• Action item
When the line containing "blue and orange racing suit?" is reached, include it and end there; set down verbatim every line before it, starting at the top of the records.

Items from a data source
_ _ _ _
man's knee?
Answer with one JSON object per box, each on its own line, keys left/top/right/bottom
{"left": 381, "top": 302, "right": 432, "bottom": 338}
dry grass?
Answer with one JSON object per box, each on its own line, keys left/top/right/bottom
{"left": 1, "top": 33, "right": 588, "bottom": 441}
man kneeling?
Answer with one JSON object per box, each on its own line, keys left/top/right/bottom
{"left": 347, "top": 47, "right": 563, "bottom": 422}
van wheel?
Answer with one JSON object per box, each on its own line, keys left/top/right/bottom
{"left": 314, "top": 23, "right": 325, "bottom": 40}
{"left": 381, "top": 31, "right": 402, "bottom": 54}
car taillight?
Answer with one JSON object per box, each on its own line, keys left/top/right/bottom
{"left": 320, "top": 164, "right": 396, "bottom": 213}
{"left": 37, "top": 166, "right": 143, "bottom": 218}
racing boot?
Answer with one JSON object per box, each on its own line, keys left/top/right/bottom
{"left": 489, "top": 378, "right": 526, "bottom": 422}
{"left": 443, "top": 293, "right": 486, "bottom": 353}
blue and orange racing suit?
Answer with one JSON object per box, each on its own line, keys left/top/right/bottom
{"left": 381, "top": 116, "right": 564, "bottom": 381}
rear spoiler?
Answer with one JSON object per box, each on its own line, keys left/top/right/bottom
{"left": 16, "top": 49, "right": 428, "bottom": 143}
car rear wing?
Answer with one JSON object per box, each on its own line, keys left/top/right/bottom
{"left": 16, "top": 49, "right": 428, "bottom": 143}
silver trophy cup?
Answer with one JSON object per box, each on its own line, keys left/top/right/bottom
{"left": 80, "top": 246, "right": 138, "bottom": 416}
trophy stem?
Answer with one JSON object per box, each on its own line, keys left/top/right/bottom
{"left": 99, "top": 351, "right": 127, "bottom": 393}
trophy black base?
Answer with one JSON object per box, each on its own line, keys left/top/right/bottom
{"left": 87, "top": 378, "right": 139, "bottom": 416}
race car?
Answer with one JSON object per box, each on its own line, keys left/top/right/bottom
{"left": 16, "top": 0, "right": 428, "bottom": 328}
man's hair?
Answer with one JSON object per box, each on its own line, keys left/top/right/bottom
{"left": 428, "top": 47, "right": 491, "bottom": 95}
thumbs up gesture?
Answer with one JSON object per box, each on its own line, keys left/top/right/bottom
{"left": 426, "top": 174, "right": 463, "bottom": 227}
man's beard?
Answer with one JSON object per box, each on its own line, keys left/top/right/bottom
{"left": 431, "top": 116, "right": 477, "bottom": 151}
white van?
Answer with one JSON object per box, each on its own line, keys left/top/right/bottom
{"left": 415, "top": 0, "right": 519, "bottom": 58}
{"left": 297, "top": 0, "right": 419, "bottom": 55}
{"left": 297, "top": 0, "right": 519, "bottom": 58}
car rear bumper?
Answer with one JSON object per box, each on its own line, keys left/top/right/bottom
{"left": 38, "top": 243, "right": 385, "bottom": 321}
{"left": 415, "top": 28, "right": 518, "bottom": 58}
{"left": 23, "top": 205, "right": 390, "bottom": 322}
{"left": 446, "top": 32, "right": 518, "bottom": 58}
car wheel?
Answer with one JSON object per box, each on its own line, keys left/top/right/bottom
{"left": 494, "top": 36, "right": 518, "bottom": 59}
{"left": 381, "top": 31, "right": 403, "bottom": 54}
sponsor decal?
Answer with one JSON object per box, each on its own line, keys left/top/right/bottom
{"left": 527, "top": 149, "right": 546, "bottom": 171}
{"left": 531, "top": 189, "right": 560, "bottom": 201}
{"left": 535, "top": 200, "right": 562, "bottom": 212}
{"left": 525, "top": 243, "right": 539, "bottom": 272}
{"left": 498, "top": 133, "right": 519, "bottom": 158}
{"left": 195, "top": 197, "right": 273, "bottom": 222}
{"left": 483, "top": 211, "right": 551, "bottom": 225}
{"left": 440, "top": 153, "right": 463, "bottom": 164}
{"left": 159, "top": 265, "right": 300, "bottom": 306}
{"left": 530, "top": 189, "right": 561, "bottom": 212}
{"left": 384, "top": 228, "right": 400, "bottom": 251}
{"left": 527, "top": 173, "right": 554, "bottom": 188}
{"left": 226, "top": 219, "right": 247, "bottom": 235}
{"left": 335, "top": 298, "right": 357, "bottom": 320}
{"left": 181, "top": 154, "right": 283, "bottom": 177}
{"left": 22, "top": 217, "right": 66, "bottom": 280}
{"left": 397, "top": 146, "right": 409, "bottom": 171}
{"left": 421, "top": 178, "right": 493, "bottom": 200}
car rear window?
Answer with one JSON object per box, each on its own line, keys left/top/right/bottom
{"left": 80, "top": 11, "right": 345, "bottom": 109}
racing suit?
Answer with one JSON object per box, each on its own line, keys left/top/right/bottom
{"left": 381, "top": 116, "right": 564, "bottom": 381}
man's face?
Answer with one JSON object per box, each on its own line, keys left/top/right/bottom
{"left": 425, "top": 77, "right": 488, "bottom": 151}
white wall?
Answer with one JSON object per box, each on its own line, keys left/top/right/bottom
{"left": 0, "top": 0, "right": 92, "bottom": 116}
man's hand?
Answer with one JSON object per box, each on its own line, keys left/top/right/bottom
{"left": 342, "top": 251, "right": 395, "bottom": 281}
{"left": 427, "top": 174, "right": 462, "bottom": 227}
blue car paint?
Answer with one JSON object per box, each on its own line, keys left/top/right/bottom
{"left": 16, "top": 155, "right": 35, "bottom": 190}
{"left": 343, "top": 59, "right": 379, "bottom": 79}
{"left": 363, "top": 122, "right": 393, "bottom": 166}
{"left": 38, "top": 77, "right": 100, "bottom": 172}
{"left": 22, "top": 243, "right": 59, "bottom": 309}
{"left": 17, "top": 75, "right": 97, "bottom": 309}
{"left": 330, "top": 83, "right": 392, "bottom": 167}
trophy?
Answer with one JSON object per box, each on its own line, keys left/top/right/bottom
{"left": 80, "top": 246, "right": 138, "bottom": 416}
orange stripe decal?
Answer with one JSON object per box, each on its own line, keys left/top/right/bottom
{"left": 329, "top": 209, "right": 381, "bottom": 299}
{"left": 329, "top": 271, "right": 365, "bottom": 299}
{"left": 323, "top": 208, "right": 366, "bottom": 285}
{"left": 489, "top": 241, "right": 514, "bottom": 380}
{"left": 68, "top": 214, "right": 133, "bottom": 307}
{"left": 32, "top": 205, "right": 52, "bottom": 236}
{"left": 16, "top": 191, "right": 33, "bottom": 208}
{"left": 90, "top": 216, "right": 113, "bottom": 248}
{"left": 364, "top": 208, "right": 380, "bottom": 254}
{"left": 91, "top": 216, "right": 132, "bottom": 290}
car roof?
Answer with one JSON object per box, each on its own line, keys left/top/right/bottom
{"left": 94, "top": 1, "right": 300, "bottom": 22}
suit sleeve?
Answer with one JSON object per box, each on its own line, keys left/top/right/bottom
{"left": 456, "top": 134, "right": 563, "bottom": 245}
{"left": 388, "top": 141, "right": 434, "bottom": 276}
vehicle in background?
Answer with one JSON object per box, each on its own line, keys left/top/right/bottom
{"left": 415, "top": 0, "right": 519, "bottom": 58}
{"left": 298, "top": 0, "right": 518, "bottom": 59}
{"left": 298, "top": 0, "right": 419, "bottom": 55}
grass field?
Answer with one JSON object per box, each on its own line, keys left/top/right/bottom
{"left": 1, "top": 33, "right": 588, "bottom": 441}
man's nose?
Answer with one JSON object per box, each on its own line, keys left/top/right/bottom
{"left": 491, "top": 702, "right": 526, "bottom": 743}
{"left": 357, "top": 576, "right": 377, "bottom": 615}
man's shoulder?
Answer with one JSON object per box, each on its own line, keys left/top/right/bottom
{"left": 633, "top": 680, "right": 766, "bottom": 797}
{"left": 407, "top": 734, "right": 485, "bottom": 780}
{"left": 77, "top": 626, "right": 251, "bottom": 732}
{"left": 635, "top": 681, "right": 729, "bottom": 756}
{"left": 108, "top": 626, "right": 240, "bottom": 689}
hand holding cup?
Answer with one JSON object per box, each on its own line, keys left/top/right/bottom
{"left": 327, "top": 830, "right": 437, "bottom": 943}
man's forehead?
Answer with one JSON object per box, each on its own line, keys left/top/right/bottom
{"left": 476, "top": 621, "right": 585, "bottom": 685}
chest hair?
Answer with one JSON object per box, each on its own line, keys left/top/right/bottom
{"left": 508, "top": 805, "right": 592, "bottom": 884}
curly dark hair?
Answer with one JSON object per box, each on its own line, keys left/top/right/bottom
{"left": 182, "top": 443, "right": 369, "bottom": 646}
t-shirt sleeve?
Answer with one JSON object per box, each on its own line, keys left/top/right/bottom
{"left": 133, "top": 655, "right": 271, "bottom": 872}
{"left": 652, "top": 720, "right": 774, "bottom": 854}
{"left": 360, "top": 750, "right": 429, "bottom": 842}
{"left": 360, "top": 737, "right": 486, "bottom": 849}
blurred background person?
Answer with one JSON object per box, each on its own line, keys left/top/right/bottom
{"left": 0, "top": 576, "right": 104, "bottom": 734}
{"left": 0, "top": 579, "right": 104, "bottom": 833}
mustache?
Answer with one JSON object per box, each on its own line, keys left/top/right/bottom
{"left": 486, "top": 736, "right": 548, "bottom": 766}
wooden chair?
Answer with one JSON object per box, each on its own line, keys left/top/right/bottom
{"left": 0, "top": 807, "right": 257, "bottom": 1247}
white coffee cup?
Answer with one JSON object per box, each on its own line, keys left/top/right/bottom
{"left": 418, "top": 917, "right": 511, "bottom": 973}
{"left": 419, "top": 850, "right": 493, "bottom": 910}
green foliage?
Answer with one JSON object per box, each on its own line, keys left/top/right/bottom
_ _ _ _
• Answer for the task
man's knee?
Answer with one JSON object per box, each on its own line, keys left/top/right/bottom
{"left": 381, "top": 302, "right": 432, "bottom": 338}
dry grass?
Answer with one JSON object per box, each on its own line, keys left/top/right/bottom
{"left": 1, "top": 33, "right": 588, "bottom": 441}
man kneeling?
Answer with one JSON object per box, each on its own line, keys left/top/right/bottom
{"left": 347, "top": 47, "right": 563, "bottom": 422}
van wheel?
Answer with one JSON object per box, each on its own line, keys left/top/right/bottom
{"left": 314, "top": 23, "right": 325, "bottom": 40}
{"left": 381, "top": 31, "right": 402, "bottom": 54}
car taillight?
Answer with one JSON object per box, each on its own line, keys left/top/right/bottom
{"left": 320, "top": 164, "right": 396, "bottom": 213}
{"left": 37, "top": 166, "right": 143, "bottom": 218}
racing boot?
Answer with one JSON object per box, each on its own line, keys left/top/right/bottom
{"left": 489, "top": 378, "right": 526, "bottom": 422}
{"left": 443, "top": 293, "right": 486, "bottom": 353}
blue and orange racing suit?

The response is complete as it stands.